Mitochondria are often referred to as the powerhouses of the cell. They help turn the energy we take from food into energy that the cell can use. But, there is much more to mitochondria than just energy production.
Present in almost all types of human cells, mitochondria are vital to our survival. They generate the majority of our adenosine triosphate (ATP), the energy currency of the cell, they help store calcium, and they can even help to generate heat when we are cold. Considering how important mitochondria are, what happens if our mitochondria are not functioning properly? If they are not functioning properly, that means that ATP is reduced – which in turn means that the energy needed for all of the body’s processes is reduced1. This can impact a person’s overall health and wellness.
This reduction in mitochondrial energy production can sometimes result in conditions like chronic fatigue, muscular dystrophy and also Alzheimer’s. Poor energy equals poor energy state, which is a common denominator in almost all chronic diseases, like chronic fatigue, adrenal fatigue, and cognitive issues2.
How Mitochondria and Gut Health are Related
Now that we know more about the mitochondria and what happens if your body’s mitochondria are not functioning properly, let’s see how this ties in with our microbiome. The bacteria in the gut interacts with the body’s cells mostly through the cell’s mitochondria. Studies show that if you improve the gut microbiome, the health of the microbiome will improve the quality and diversity of the mitochondria’s functions.
We have explained before that the gut microbiome is linked with the brain and the immune system. One reason that could explain this is that the gut is where inflammation begins. Most of the body’s immune tissue is located in the gut, and the gut produces cytokines, which are types of proteins that help cells communicate during an immune response. These cytokines help regulate your body’s immune response. They also signal the brain to produce neurochemicals in order to support the inflammation response. These neurochemicals can affect mitochondrial ATP production and also the hormone response involving cortisol. When you have any degree of dysbiosis (microbial imbalance) where the gut flora is out of balance, this can create a state of chronic inflammation in the body, which can act like a negative force on the mitochondrial processes that are so essential to your body and its energy levels3.
How You Can Boost Your Mitochondria
If you’ve been experiencing some unexplained fatigue or sluggishness, not to worry! Here are a few things you can try to give your mitochondria a bit of a “boost,” so to speak.

|---|

Required work:
[A] Reproduce the passage of the mitochondria text that begins at the words "This reduction in" and ends after the words "the mitochondria’s functions.".
[B] Continue the text on mitochondria and gut health from the point where it stops.

Records contained in a dataset
|---|

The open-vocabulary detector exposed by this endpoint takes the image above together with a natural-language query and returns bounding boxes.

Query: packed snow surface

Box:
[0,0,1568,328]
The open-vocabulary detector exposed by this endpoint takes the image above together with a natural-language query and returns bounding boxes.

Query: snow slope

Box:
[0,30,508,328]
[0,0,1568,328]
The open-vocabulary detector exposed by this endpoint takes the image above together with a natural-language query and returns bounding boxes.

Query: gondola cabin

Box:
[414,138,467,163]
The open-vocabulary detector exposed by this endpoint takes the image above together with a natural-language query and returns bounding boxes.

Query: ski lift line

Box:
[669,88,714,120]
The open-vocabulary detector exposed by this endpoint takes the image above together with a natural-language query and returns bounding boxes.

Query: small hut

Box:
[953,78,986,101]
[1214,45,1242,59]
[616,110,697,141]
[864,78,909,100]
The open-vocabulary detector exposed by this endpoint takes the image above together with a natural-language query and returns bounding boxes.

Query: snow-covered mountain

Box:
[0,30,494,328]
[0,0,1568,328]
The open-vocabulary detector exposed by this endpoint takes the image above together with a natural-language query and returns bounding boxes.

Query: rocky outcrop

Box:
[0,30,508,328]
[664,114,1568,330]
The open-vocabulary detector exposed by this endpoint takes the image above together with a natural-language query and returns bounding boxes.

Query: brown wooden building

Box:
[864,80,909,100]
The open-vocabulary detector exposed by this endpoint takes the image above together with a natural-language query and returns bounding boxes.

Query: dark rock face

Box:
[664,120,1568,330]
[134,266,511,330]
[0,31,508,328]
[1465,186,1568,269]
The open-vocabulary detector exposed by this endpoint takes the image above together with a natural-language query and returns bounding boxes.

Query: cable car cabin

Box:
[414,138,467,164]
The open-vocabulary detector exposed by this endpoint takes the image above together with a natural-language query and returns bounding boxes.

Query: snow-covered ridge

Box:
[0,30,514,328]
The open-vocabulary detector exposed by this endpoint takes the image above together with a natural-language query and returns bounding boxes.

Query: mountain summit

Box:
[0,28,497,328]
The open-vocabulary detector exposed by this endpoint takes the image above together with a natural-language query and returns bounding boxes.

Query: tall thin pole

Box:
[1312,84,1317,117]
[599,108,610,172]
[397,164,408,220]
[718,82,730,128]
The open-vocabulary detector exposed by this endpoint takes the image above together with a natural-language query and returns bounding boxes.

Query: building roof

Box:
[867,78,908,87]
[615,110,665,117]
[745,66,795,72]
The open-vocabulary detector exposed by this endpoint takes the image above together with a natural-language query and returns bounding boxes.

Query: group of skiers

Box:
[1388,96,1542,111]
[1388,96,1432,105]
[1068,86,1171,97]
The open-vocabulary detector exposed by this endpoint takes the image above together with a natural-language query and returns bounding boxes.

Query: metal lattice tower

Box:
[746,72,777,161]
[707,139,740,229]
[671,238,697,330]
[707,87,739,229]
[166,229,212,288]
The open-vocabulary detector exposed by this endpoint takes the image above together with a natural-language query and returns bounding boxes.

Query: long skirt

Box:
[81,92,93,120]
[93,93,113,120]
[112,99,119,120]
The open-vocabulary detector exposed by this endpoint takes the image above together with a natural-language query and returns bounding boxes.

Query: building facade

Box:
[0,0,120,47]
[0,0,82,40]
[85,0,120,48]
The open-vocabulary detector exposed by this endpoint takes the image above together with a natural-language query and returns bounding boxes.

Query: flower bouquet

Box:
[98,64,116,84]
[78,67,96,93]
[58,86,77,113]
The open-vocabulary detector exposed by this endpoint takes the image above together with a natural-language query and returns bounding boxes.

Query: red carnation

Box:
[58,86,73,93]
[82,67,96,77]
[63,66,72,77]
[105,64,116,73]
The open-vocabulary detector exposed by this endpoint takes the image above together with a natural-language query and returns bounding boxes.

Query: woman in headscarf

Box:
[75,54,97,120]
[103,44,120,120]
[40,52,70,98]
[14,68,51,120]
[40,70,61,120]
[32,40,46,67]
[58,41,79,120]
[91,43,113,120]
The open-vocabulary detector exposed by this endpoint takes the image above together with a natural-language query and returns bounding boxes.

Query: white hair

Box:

|---|

Answer set:
[A]
This reduction in mitochondrial energy production can sometimes result in conditions like chronic fatigue, muscular dystrophy and also Alzheimer’s. Poor energy equals poor energy state, which is a common denominator in almost all chronic diseases, like chronic fatigue, adrenal fatigue, and cognitive issues2.
How Mitochondria and Gut Health are Related
Now that we know more about the mitochondria and what happens if your body’s mitochondria are not functioning properly, let’s see how this ties in with our microbiome. The bacteria in the gut interacts with the body’s cells mostly through the cell’s mitochondria. Studies show that if you improve the gut microbiome, the health of the microbiome will improve the quality and diversity of the mitochondria’s functions.

[B]
#1 Make Healthy Food Choices: Try to reduce your intake of sugar and refined carbohydrates, which spike blood sugar, contribute to unwanted pounds and body fat, and lead to mitochondria-damaging inflammation4. Try to avoid processed foods and factory-farmed meats as well.
#2 Move Your Body: We know…as if you needed another reason to exercise. We promise you, your mitochondria really do love when you exercise, especially when you engage in High Intensity Interval Training, which boosts mitochondrial production5. A regular HIIT routine will not only build up muscular endurance, but also the number and size of the mitochondria that power those muscles.
#3 Count Those Sheep: Sleep protects the brain by clearing out neural “waste products” that build up daily. If you do not get enough sleep, then your brain’s waste removal system can’t work to clear out the toxins that build up, which inhibit your mitochondrial function6. So don’t skimp on sleep!
In addition to these lifestyle changes, a supplement like Coenzyme Q10, CoQ10 for short, can also help. CoQ10 is the primary antioxidant that the human cell provides to protect and support mitochondria. Without this vital molecule, the level of ATP that the mitochondria produce drops, and the energy that is available to that tissue decreases7.
We do have some control over how fast or slow we age, and a lot of it comes down to how well we treat our mitochondria. So try following some of these mitochondria-boosting moves and give these tiny “powerhouses” some additional support.
This article is for informational purposes only. This article is not, nor is it intended to be, a substitute for professional medical advice, diagnosis, or treatment and should never be relied upon for specific medical advice.